━━━━━ SUPPLIED ENTRIES
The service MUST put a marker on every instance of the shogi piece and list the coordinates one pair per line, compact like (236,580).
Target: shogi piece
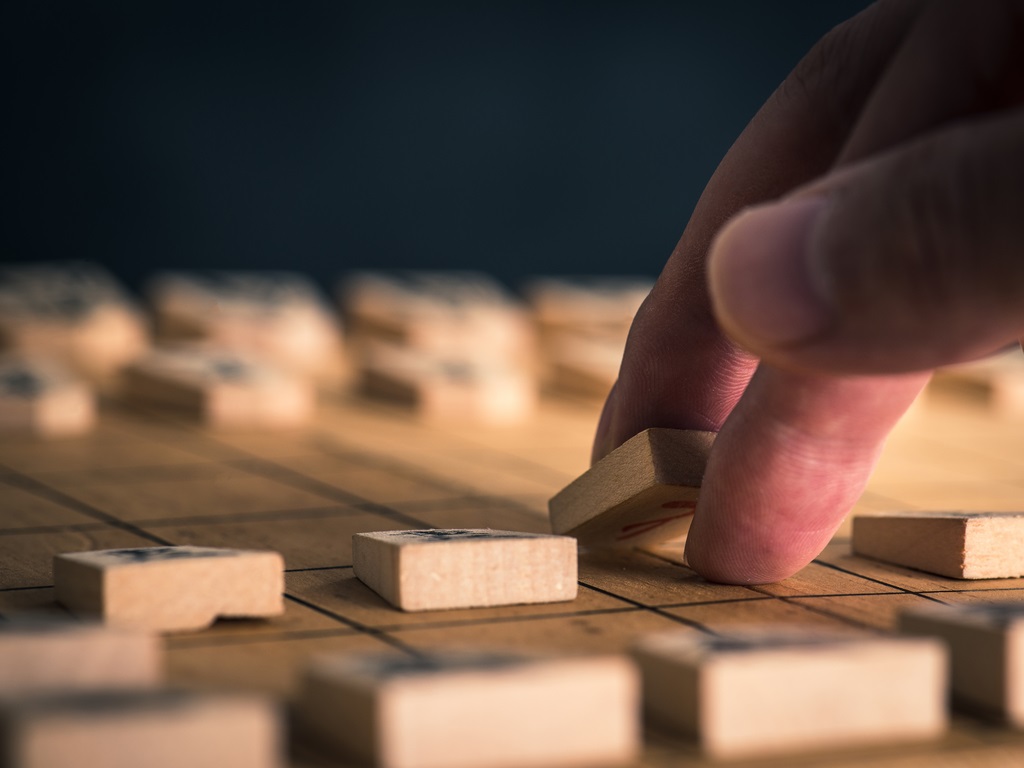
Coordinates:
(40,654)
(170,589)
(598,303)
(774,691)
(454,312)
(479,391)
(644,492)
(996,381)
(584,364)
(129,729)
(465,568)
(473,711)
(986,643)
(74,312)
(42,398)
(220,389)
(280,316)
(958,545)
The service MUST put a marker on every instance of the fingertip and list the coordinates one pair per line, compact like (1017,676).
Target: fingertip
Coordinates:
(603,437)
(763,289)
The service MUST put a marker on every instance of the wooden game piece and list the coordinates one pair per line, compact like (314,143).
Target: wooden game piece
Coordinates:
(467,314)
(995,381)
(473,710)
(128,729)
(278,316)
(40,654)
(589,303)
(440,568)
(170,589)
(224,390)
(444,389)
(585,365)
(986,645)
(768,691)
(42,398)
(74,312)
(958,545)
(644,492)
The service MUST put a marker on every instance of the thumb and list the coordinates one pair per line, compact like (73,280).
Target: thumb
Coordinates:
(903,262)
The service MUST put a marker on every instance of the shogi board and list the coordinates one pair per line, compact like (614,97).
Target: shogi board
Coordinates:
(138,480)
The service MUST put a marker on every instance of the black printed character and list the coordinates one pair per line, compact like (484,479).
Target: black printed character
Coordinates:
(743,644)
(153,554)
(22,383)
(392,667)
(452,535)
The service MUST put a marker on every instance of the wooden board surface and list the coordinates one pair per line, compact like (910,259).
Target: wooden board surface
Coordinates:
(140,480)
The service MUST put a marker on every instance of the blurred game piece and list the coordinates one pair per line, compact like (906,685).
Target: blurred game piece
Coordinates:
(986,645)
(597,304)
(486,392)
(473,710)
(220,389)
(465,568)
(997,382)
(765,692)
(74,312)
(276,316)
(45,654)
(170,589)
(42,398)
(582,326)
(644,492)
(583,365)
(958,545)
(130,729)
(461,314)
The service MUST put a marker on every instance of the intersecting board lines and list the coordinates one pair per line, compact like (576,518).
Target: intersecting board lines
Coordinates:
(305,493)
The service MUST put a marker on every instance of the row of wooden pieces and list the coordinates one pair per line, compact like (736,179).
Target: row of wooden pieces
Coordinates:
(449,344)
(825,690)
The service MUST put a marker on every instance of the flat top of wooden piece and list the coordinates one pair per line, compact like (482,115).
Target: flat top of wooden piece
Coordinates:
(142,556)
(944,515)
(60,291)
(221,292)
(136,483)
(30,379)
(667,457)
(429,537)
(203,366)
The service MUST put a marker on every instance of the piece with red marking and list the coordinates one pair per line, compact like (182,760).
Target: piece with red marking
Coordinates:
(642,493)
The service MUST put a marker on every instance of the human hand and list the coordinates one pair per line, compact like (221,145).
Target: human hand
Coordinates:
(887,238)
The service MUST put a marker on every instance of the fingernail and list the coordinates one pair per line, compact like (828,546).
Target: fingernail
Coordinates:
(760,275)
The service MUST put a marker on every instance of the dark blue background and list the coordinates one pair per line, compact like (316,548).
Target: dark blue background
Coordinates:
(518,138)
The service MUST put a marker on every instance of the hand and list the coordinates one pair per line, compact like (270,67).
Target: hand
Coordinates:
(886,239)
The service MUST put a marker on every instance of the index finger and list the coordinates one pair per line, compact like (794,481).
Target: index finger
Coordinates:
(679,370)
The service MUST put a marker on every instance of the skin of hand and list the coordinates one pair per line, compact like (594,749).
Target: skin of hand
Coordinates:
(866,227)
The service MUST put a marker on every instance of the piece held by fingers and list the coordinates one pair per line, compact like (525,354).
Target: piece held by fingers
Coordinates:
(473,710)
(644,492)
(170,589)
(438,568)
(958,545)
(986,646)
(771,690)
(127,729)
(41,654)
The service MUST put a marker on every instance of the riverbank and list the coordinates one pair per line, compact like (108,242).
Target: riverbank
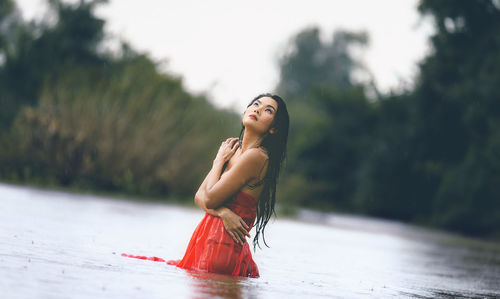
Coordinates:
(65,245)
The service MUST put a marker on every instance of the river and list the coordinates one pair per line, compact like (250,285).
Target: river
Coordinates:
(62,245)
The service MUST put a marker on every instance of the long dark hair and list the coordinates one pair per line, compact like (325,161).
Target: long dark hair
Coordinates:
(276,147)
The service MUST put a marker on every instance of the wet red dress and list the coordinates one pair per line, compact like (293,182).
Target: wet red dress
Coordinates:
(211,249)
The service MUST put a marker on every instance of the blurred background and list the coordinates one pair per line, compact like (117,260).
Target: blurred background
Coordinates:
(395,108)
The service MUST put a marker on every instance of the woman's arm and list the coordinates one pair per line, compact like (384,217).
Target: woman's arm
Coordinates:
(235,226)
(220,188)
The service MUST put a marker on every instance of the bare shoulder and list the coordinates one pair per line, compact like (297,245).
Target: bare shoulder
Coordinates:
(253,158)
(255,155)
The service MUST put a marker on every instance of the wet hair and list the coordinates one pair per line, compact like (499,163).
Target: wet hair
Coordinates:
(276,146)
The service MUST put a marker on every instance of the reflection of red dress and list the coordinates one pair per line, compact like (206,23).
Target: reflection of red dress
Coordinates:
(211,249)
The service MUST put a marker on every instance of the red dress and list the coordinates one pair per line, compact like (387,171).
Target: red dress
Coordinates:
(211,249)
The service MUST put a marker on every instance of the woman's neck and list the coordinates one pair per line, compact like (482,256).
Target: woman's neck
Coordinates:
(250,140)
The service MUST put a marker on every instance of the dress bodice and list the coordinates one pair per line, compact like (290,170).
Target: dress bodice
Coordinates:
(245,206)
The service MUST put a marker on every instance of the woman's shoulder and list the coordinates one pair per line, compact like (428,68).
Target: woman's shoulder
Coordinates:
(255,154)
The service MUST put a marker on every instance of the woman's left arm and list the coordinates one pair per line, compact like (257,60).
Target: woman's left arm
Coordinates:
(220,188)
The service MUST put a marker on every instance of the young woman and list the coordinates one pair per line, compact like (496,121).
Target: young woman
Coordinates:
(239,192)
(240,188)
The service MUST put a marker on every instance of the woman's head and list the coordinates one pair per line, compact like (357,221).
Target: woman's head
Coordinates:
(271,120)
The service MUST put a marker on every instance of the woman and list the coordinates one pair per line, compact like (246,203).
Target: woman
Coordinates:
(239,190)
(240,187)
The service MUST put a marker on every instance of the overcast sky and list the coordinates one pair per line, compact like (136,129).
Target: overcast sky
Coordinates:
(229,49)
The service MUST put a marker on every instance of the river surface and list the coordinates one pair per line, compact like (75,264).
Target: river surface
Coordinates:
(61,245)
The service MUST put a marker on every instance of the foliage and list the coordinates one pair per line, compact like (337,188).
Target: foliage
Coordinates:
(100,120)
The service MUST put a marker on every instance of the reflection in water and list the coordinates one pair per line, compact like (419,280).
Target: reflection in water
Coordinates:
(211,285)
(53,244)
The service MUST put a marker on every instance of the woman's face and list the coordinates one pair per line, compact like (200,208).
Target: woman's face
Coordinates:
(260,114)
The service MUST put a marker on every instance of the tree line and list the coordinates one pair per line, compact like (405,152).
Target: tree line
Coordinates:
(74,114)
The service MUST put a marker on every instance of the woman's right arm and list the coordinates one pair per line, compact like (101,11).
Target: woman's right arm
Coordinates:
(235,226)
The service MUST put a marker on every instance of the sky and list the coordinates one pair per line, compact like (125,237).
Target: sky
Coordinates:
(229,50)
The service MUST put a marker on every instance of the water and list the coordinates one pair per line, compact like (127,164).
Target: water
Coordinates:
(60,245)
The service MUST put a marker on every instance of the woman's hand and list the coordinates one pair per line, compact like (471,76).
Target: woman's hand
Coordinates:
(227,149)
(234,225)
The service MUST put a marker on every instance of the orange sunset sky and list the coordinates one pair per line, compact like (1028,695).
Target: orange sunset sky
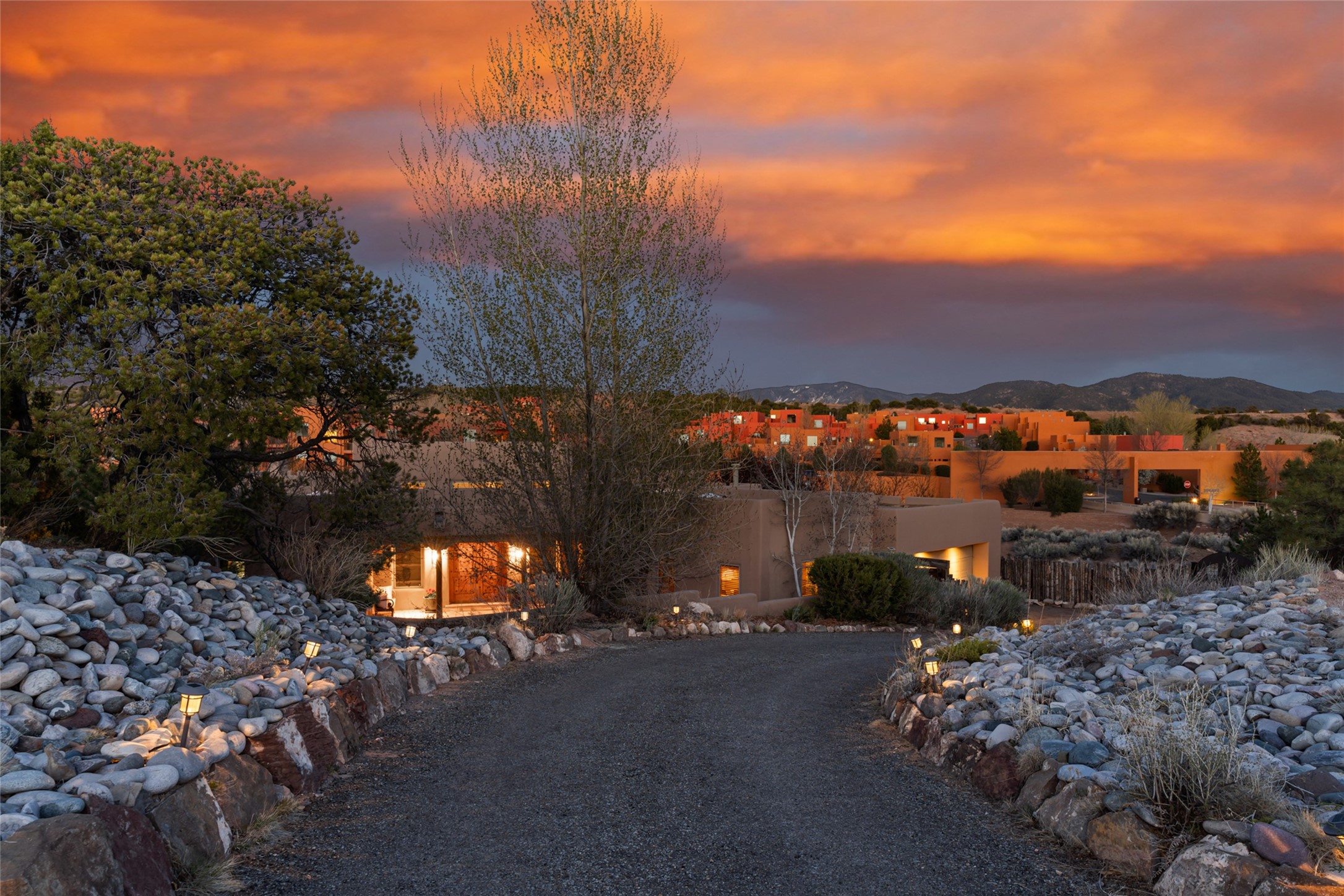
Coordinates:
(917,195)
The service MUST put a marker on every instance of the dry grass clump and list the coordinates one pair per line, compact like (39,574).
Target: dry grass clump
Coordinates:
(1163,582)
(265,828)
(1327,851)
(1184,758)
(1290,562)
(207,877)
(554,605)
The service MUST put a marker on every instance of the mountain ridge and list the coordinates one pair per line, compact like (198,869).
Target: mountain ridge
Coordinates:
(1114,394)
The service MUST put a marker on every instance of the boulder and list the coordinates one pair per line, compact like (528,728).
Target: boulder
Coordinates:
(284,754)
(62,856)
(1213,867)
(191,822)
(244,790)
(1280,846)
(418,679)
(1038,788)
(145,866)
(393,683)
(996,773)
(1126,843)
(519,645)
(1067,813)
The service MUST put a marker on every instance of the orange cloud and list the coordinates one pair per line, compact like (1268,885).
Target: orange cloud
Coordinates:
(1100,134)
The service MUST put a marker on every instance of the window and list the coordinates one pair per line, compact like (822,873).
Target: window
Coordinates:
(408,572)
(730,580)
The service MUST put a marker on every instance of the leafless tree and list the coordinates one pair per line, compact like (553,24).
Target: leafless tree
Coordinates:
(843,478)
(792,478)
(1157,415)
(905,470)
(1273,462)
(1106,460)
(984,461)
(569,252)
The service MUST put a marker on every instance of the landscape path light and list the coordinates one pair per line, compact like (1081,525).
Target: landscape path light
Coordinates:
(190,705)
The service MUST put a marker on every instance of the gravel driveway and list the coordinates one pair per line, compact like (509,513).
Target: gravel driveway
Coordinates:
(714,766)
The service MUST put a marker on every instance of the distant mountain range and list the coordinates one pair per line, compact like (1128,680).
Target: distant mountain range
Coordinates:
(1114,394)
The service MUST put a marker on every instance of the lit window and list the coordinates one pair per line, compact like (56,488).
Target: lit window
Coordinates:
(809,588)
(730,582)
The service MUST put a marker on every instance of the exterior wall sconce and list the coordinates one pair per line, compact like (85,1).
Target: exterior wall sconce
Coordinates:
(190,705)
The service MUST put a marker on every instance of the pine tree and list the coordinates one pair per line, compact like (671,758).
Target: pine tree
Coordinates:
(1249,476)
━━━━━━━━━━
AIM :: Starting at the line that contains "compact like (822,873).", copy each line exactly through the end of the listing above. Include that first line and the last one, and add nothing.

ANSWER ::
The service MUST put a marker on every instance of the window and list the coordinates one pair per line, compact like (822,873).
Target: window
Coordinates:
(408,572)
(730,580)
The service MUST put a marker on every instance of the leafless tree and list the coordinates one pair per line, compact like (553,24).
Target: leafless tree
Coordinates:
(843,478)
(792,478)
(1157,415)
(905,470)
(1273,462)
(1106,460)
(984,461)
(569,252)
The service MUST put a marker on every instance of the landscape path light and list the coordinates one pair per line, compact like (1081,525).
Target: landscape path light
Coordinates:
(190,705)
The service MUST put a marker on every instance of the gravel driveway and list the coordinates one pair per line, compact like (509,513).
Target: gravel driveway
Coordinates:
(714,766)
The service MUST put a marker on every instance of the distant mountain range and list the coordinates one pair per line, compact like (1128,680).
Target: distant mountain range
Coordinates:
(1114,394)
The service MUST put a marker on every instance of the lit window and list the coordinates one pair per line, compact like (56,488).
Target: lit window
Coordinates:
(809,588)
(730,582)
The service MUST put a marker on every instance of the exterior wall sconce and list the coordinates one pair per line, compact like (85,1).
Target: exterior wall sconce
Coordinates:
(190,705)
The service MUST put a marker on every instance of the pine tree and list the coordinates one pair per line, compact like (671,758).
Target: pine tree
Coordinates:
(1249,476)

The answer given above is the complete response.